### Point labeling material
====================
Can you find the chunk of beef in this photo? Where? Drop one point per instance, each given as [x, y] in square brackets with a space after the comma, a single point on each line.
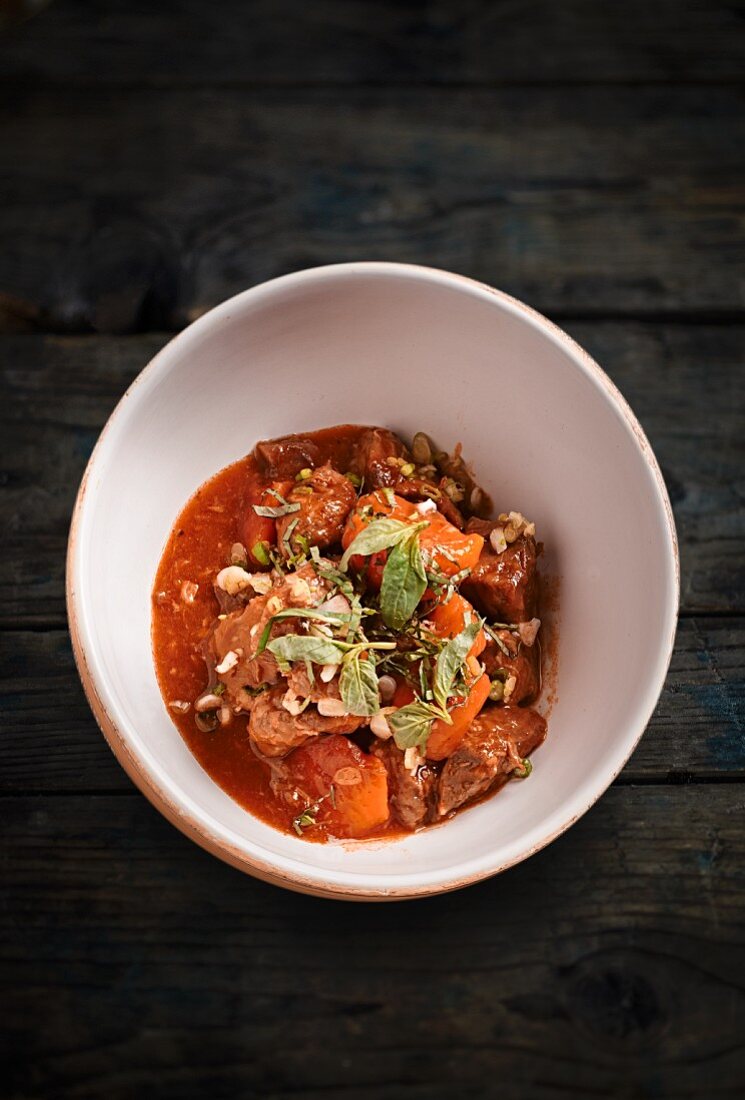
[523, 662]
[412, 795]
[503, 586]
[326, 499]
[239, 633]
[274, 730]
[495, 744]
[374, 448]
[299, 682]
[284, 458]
====================
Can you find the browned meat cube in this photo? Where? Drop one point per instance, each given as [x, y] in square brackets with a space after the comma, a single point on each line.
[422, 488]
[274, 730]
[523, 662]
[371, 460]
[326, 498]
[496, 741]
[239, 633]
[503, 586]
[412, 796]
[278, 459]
====================
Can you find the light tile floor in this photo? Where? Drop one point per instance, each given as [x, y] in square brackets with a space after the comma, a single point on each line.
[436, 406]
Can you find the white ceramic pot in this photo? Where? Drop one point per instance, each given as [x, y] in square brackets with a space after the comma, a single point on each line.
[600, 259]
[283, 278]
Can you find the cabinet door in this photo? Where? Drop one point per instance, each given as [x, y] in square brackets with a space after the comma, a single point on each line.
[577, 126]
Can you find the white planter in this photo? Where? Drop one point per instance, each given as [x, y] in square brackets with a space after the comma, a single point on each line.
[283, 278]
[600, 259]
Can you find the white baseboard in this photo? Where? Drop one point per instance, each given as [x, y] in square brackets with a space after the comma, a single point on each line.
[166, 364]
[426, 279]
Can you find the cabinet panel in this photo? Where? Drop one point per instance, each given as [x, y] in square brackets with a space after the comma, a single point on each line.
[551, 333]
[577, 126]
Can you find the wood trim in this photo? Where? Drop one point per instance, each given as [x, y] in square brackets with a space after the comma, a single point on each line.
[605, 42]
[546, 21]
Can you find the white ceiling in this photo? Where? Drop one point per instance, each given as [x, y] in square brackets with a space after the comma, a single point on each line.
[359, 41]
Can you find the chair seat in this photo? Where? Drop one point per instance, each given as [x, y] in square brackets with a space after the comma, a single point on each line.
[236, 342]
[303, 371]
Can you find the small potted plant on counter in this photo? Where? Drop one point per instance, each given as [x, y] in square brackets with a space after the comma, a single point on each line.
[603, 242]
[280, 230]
====================
### Problem description
Identify each line of the material above that contains the word "after", and copy those lines out in full.

### The answer
Can you find the chunk of beef in this photo? Where? Drop one point per instance, each given as [x, y] in square brackets with a space after the comma, a single point on each line.
Can you find the browned meat cube in this photo? Where? Drop one point per instance, each given as [x, y] in square brackets with a space after the comma, a single point on each line.
Can you find the light tile floor in this photo? Where? Drop one point per instance, each given as [x, y] in square brackets with a space after the comma, a single point on each line.
Can you find the white ceramic pot in this photo? Where? Drop one point per instance, each given as [x, y] in square brackets with a space after the comma, a single point on each line.
Can you find the cabinet door in this photo? Where? Drop one point per instance, each given as [x, y] in square brackets with a space after the comma, a single point on each line.
Can you find the white planter in this photo? Where? Drop one point per instance, each given as [x, y] in square brackets with a space after the comma, a single point on each line.
Can you find the white baseboard in this photo? Where? Drop one point per instance, each given as [x, y] in square brackets with a space after the comma, a single point on each line.
Can you find the cabinet panel in this photo? Where? Drop one point per instance, each given as [x, y] in square brackets with a space after the comma, a single point on each line.
Can you find the wood trim in this photo? Where? Drop one point per instance, each given as [x, y] in square brackets with a space after the comma, a single point on each line.
Can you find the white ceiling in this photo? Where? Drop one point per instance, each given as [x, y] in square brackets with a space after the comma, a single point on each line.
Can you find the chair seat in this photo? Where? Drop one point per instance, each given as [x, y] in square brackets with a space after the comma, a single point on each line.
Can you find the small potted plant on counter in this photo? Where? Drop one point per instance, each given as [x, y] in square brackets with a space after the comma, a single point on each line.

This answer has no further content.